======== AVAILABLE RECORDS

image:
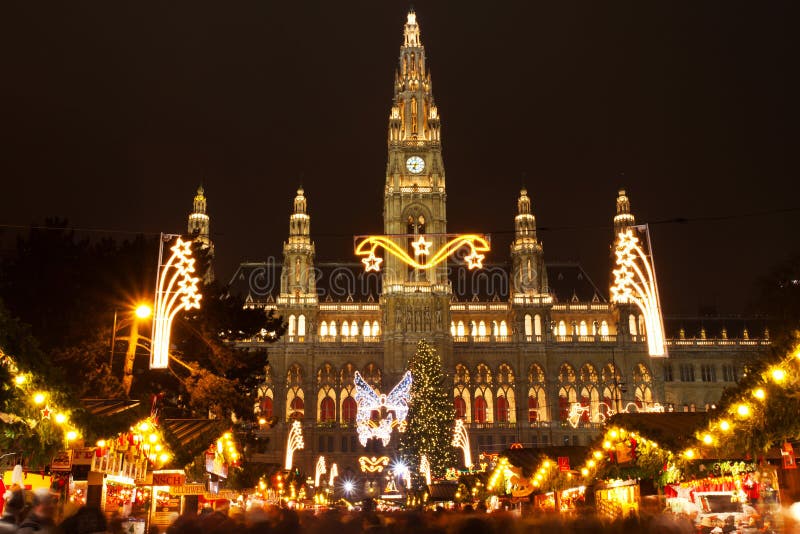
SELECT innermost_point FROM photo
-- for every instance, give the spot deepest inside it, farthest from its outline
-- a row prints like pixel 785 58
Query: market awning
pixel 103 407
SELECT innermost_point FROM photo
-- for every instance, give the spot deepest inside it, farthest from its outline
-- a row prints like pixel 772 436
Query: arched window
pixel 349 409
pixel 461 407
pixel 502 409
pixel 266 407
pixel 480 409
pixel 533 409
pixel 327 410
pixel 297 408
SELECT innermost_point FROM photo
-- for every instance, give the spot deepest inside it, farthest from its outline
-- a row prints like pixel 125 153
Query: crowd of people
pixel 39 516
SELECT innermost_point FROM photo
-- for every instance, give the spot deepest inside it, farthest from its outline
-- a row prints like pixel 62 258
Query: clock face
pixel 415 164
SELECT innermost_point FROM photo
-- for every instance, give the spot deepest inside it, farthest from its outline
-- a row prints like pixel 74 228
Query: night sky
pixel 114 112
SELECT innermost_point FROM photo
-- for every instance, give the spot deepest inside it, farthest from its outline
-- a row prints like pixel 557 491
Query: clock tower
pixel 416 301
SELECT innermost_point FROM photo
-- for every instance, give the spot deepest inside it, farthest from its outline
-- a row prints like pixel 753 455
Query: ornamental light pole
pixel 176 290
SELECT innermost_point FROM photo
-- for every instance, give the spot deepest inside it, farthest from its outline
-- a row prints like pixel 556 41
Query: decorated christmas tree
pixel 431 416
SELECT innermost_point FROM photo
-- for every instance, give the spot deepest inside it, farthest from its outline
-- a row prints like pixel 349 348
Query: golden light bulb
pixel 143 311
pixel 778 375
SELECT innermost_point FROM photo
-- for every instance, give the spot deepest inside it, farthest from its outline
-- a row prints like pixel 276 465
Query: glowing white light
pixel 174 282
pixel 320 470
pixel 395 405
pixel 333 474
pixel 461 440
pixel 293 443
pixel 635 281
pixel 425 469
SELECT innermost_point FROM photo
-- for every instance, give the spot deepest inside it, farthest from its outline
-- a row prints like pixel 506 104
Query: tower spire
pixel 624 218
pixel 199 228
pixel 529 273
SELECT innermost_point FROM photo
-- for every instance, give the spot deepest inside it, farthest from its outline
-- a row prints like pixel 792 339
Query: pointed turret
pixel 624 218
pixel 529 273
pixel 297 276
pixel 199 228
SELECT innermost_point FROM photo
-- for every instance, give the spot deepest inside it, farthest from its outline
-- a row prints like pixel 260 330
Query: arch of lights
pixel 423 258
pixel 635 282
pixel 176 290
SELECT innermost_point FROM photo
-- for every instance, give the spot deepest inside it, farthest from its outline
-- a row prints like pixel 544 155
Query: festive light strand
pixel 368 245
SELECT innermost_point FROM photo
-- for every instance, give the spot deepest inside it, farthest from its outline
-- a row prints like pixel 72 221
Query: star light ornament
pixel 635 282
pixel 176 290
pixel 392 409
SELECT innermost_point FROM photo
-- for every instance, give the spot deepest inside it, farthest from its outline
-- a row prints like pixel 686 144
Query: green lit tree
pixel 431 416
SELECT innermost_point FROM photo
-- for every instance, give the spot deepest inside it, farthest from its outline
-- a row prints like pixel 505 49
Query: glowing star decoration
pixel 334 472
pixel 391 409
pixel 367 245
pixel 635 282
pixel 293 443
pixel 374 464
pixel 461 440
pixel 425 469
pixel 474 260
pixel 372 262
pixel 176 290
pixel 422 246
pixel 320 470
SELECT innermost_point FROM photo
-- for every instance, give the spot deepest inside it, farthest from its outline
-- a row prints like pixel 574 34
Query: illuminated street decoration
pixel 334 472
pixel 293 443
pixel 635 281
pixel 577 411
pixel 320 470
pixel 425 469
pixel 176 290
pixel 394 406
pixel 461 440
pixel 368 245
pixel 374 464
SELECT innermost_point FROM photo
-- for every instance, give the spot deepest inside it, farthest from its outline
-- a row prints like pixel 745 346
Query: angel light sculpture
pixel 391 409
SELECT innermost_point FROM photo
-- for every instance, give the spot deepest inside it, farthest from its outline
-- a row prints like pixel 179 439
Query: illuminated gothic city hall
pixel 538 354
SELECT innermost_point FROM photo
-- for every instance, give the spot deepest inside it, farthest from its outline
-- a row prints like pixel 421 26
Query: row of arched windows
pixel 479 328
pixel 349 329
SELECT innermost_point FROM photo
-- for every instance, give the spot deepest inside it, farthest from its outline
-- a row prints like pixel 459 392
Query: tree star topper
pixel 391 409
pixel 368 245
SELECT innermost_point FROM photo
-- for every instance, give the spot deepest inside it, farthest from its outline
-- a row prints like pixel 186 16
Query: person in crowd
pixel 41 517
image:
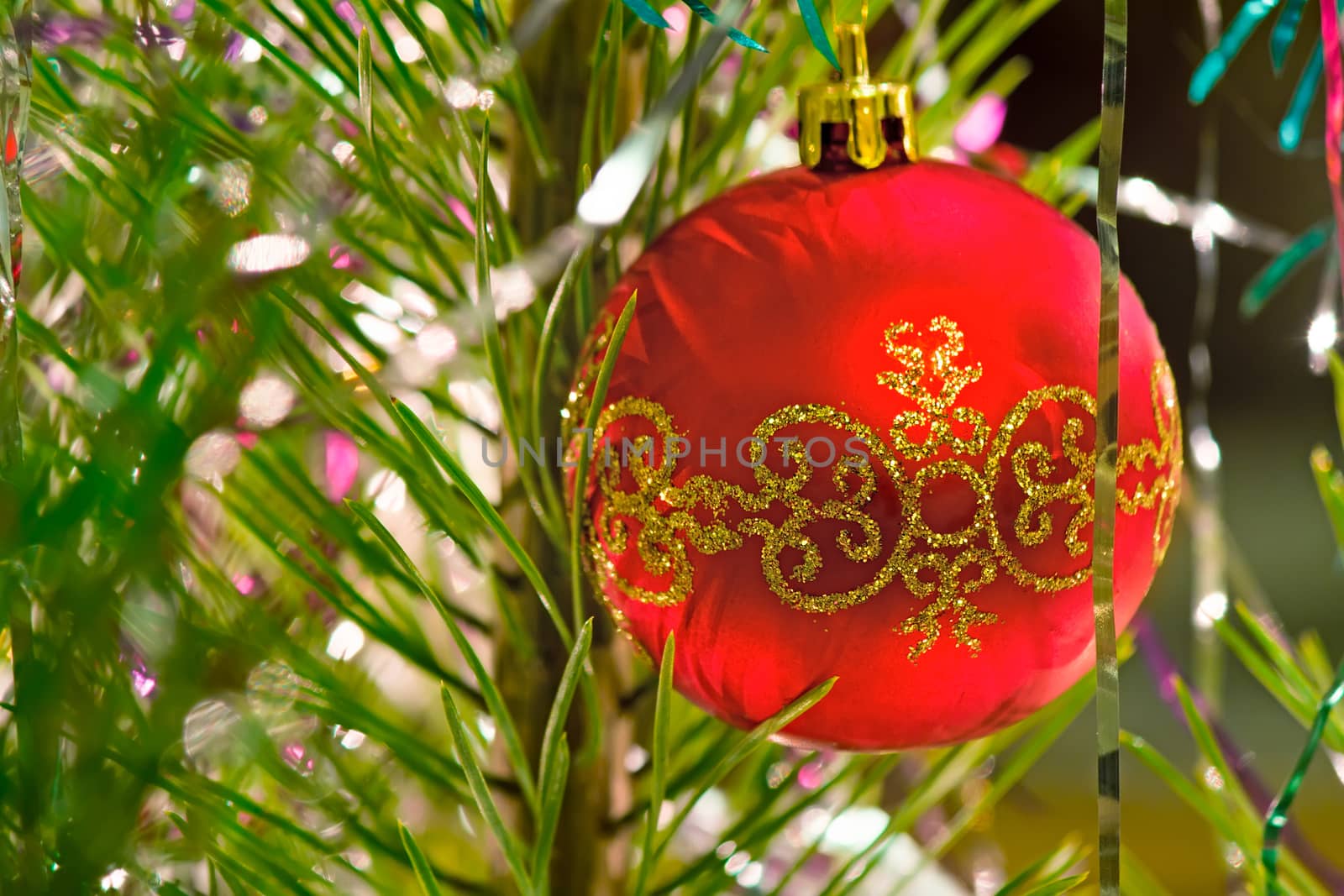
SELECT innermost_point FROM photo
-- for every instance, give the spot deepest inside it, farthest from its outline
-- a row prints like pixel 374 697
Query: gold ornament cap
pixel 874 120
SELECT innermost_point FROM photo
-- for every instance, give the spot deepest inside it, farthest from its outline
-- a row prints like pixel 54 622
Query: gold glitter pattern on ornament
pixel 1167 457
pixel 938 449
pixel 937 410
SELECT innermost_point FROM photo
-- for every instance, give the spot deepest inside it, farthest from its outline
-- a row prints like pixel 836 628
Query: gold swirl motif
pixel 942 569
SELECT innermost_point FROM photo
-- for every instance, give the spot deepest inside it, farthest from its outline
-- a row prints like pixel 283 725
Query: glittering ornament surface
pixel 851 434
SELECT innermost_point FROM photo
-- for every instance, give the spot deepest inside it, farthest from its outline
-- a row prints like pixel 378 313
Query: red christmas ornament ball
pixel 850 432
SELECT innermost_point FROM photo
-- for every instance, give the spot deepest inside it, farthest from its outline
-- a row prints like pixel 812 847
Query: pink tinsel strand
pixel 342 465
pixel 1334 112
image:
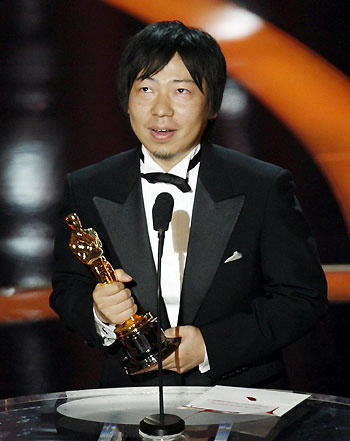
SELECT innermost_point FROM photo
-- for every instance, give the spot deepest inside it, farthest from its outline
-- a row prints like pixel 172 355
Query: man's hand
pixel 113 302
pixel 191 351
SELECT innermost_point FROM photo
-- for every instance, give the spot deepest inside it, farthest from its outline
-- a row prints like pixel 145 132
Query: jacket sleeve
pixel 72 281
pixel 293 295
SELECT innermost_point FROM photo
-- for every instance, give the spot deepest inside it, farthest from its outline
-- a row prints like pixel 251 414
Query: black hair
pixel 152 48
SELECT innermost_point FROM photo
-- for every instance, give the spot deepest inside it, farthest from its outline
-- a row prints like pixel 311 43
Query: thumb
pixel 172 332
pixel 122 276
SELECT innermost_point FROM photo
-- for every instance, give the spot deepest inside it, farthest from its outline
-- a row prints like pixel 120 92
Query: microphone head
pixel 162 211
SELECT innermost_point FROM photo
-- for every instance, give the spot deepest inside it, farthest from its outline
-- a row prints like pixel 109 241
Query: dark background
pixel 60 112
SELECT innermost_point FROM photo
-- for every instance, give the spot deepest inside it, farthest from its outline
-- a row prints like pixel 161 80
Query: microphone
pixel 161 424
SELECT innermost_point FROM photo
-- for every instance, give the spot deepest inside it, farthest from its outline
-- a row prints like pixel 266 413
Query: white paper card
pixel 247 400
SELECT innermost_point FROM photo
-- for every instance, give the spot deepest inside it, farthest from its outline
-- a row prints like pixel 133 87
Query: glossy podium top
pixel 114 414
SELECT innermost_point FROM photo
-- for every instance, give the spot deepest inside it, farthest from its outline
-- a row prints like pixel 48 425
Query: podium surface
pixel 114 414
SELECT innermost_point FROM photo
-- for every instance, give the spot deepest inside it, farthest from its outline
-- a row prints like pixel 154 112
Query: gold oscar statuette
pixel 138 334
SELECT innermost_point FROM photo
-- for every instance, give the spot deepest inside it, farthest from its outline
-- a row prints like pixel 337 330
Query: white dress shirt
pixel 176 238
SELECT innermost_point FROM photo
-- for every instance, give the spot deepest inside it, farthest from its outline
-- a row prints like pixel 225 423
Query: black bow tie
pixel 168 178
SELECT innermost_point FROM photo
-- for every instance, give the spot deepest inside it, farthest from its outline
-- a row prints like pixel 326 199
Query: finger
pixel 109 289
pixel 122 276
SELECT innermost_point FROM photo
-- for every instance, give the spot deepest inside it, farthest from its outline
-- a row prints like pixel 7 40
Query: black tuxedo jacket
pixel 247 309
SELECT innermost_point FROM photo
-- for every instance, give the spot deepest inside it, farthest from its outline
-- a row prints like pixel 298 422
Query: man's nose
pixel 162 106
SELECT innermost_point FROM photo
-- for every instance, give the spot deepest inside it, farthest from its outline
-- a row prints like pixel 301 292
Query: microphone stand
pixel 161 424
pixel 161 236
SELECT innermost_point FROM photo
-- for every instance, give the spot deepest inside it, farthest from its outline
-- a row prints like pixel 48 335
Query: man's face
pixel 168 113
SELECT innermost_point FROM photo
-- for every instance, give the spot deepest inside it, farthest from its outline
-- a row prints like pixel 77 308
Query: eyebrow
pixel 187 80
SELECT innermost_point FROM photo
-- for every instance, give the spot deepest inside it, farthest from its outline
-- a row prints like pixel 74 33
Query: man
pixel 241 275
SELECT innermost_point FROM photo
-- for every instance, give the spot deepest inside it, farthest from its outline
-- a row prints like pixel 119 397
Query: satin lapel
pixel 133 250
pixel 211 228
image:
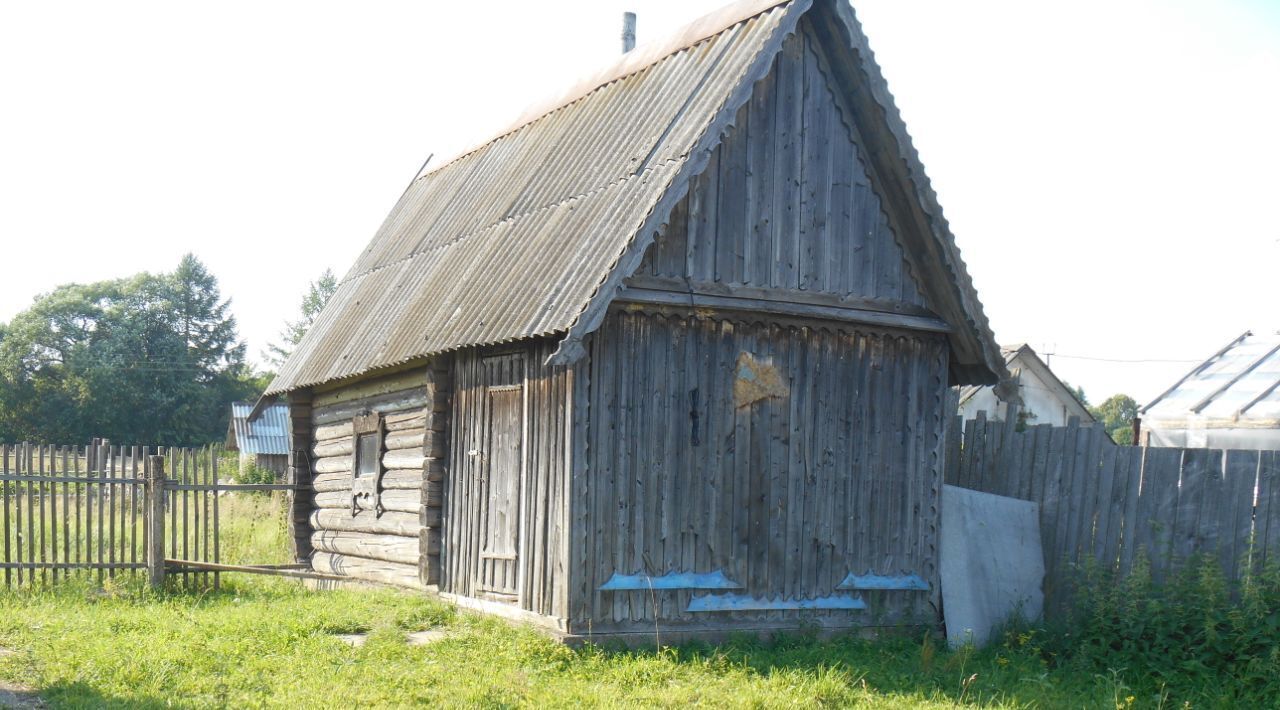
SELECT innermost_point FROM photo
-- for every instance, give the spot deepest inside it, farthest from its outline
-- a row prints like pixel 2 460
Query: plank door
pixel 502 472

================

- [OBJECTIVE]:
Filter the data above and copy out every line containing the word "black".

- [WORKED ANSWER]:
Query: black hair
Query: black bow tie
Query: black tuxedo jacket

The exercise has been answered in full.